WORK TO COMPLETE:
1) List every percentage figure that appears in the passage on EAS/Tax statistics.
2) According to the passage on EAS/Tax statistics, about what share of total income comes from stream D?
3) Write the next part of the passage on EAS/Tax statistics, picking up after its final sentence.

ARTICLE:
>> BEGIN
EAS/Tax statistics give annual information on Australian businesses over almost the full 
range of industries, including both employers and non-employers. A combination of 
direct collected data and tax data is used, with the frame being partitioned into the 
following three streams: 


° Stream D stands for direct collection only. It contains businesses with a complex 
structure, such that there is not a one-to-one match between the ABS unit and 
the Australian Business Number (ABN). Data is collected for a sample of these 
businesses using an EAS form and no tax data is used. Stream D units tend to be 
larger businesses. About 18% of businesses and 63% of total income come from 
stream D. 


° Stream B stands for both direct and tax collection. It contains businesses where 
there is a one-to-one match with the ABN. A sample of stream B units are sent 
an EAS form, and this data is combined with less detailed Business Income Tax 
(BIT) data for a much larger sample of businesses. About 24% of businesses and 
26% of total turnover come from stream B.
>> END
SUPPLIED INFORMATION:
>> BEGIN
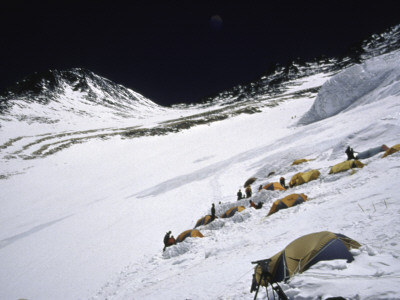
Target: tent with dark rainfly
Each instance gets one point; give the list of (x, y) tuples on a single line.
[(371, 152), (391, 150), (230, 212), (204, 221), (288, 201), (346, 165), (274, 186), (188, 233), (301, 178), (300, 255)]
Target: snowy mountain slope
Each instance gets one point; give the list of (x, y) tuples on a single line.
[(87, 222), (376, 78), (362, 205)]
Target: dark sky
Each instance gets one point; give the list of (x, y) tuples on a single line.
[(179, 51)]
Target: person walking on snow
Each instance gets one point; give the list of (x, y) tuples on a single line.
[(212, 212), (166, 239), (248, 191), (240, 195)]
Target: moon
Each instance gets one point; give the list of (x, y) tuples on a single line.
[(216, 22)]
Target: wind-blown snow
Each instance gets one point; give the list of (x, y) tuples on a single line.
[(88, 222), (358, 85)]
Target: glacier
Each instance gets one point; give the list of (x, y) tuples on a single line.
[(87, 221)]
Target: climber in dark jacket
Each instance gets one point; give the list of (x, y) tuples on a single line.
[(350, 153), (166, 239), (240, 195), (212, 212)]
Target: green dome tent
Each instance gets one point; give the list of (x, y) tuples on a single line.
[(301, 254)]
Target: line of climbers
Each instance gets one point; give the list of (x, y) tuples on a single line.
[(307, 250), (304, 251)]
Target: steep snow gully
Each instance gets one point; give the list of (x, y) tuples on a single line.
[(87, 222)]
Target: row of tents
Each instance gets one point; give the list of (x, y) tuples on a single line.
>> END
THE RESPONSES:
1) 18%, 63%, 24%, 26%

2) About 63% of total income comes from stream D.

3)
° Stream T stands for tax data only. It contains the smallest businesses where 
there is a one-to-one match with the ABN. Tax (BIT) data is used exclusively for 
these businesses — they are not surveyed directly. BIT data is less detailed than 
required for EAS, so pro-rating factors are calculated using stream B businesses 
and applied to stream T businesses, for the purpose of estimating detailed 
financial characteristics. For example, BIT data includes total income, but 
income from interest earned is not included. The proportion of income coming 
from interest earned is estimated from stream B and this proportion is 
multiplied by the BIT total income for stream T. About 58% of businesses and 
11% of total turnover come from stream T. 


BIT data is missing for 20-25% of stream B and T units. The BIT values are imputed 
for these businesses. A complicating factor is that businesses with missing BIT data 
are more likely to be defunct or inactive businesses. To account for this, missing BIT 
values are imputed using an industry (ANZSIC subdivision) mean, multiplied by a live 
factor. The live factor is estimated using sample information on the rate of defunct 
businesses with missing and non-missing BIT data. The live factor implies a model for 
the probability of defunct businesses conditional on their industry and whether their 
BIT data is available or not. Investigations are continuing into whether this model can 
be improved.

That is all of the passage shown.